### Exercise
Can you reproduce the CTA cost post between "In their Crowding" and "about 73 cents.", inclusive, renaming "Crowding Reduction Plan" to "Ridership Relief Plan"?

### Given text
*****

Originally Posted by Standpoor (Post 5918851)
Can you name a business sector in this country that does not give out discounts for frequent/bulk customers? Especially one where the marginal cost of adding a customer is minimal. It is better to take the guaranteed money up front and allow them to ride as much as they want. The increased use is not going to cost more but changes in revenue will. ...

You're wrong on this.

Increased use on the CTA absolutely increases costs. The incremental cost of adding 1 rider is negligible. The incremental cost of adding, say, 1 ride per week for every pass-holder in the system is millions of dollars per year. If half of all riders use a pass, that means about 270 million rides a year are with a pass. Using conservative numbers and rounding, that's about 5 million rides per week. If the average rider with a pass takes 2 rides per day, that leaves us with about 357,000 unique pass riders in the system in any given week. If each of them took an extra trip every other week, that translates into 9 million extra rides per year. And I've tried to keep that as a conservative number.

In their Crowding Reduction Plan, the CTA estimates that to meet the demand created by 22 million extra riders they are adding $16 million worth of bus and train service. In order to pay for that plan, they're reducing service in areas that haven't had growth. With passes, the extra use is probably more randomly distributed. So $16 million to serve 22 million riders - that puts a large-scale incremental cost of additional rides at about $0.73 (72.7 cents).

So, while the incremental cost of one user can be considered to be "free" or negligible, with a large system you can't look at it that way or you end up screwed. Using the CTA's own numbers, the true incremental cost of increased ridership is about 73 cents.

*****

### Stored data
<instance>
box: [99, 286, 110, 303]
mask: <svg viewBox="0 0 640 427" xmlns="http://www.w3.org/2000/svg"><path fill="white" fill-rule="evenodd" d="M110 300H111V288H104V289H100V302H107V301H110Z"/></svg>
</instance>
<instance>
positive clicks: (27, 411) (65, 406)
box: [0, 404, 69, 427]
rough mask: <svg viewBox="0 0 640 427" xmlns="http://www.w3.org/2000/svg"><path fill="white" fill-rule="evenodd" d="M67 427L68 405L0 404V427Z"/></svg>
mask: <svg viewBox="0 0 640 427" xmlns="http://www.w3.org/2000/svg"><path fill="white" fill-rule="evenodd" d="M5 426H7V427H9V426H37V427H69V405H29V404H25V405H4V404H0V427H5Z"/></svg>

*****

### Task output
In their Ridership Relief Plan, the CTA estimates that to meet the demand created by 22 million extra riders they are adding $16 million worth of bus and train service. In order to pay for that plan, they're reducing service in areas that haven't had growth. With passes, the extra use is probably more randomly distributed. So $16 million to serve 22 million riders - that puts a large-scale incremental cost of additional rides at about $0.73 (72.7 cents).

So, while the incremental cost of one user can be considered to be "free" or negligible, with a large system you can't look at it that way or you end up screwed. Using the CTA's own numbers, the true incremental cost of increased ridership is about 73 cents.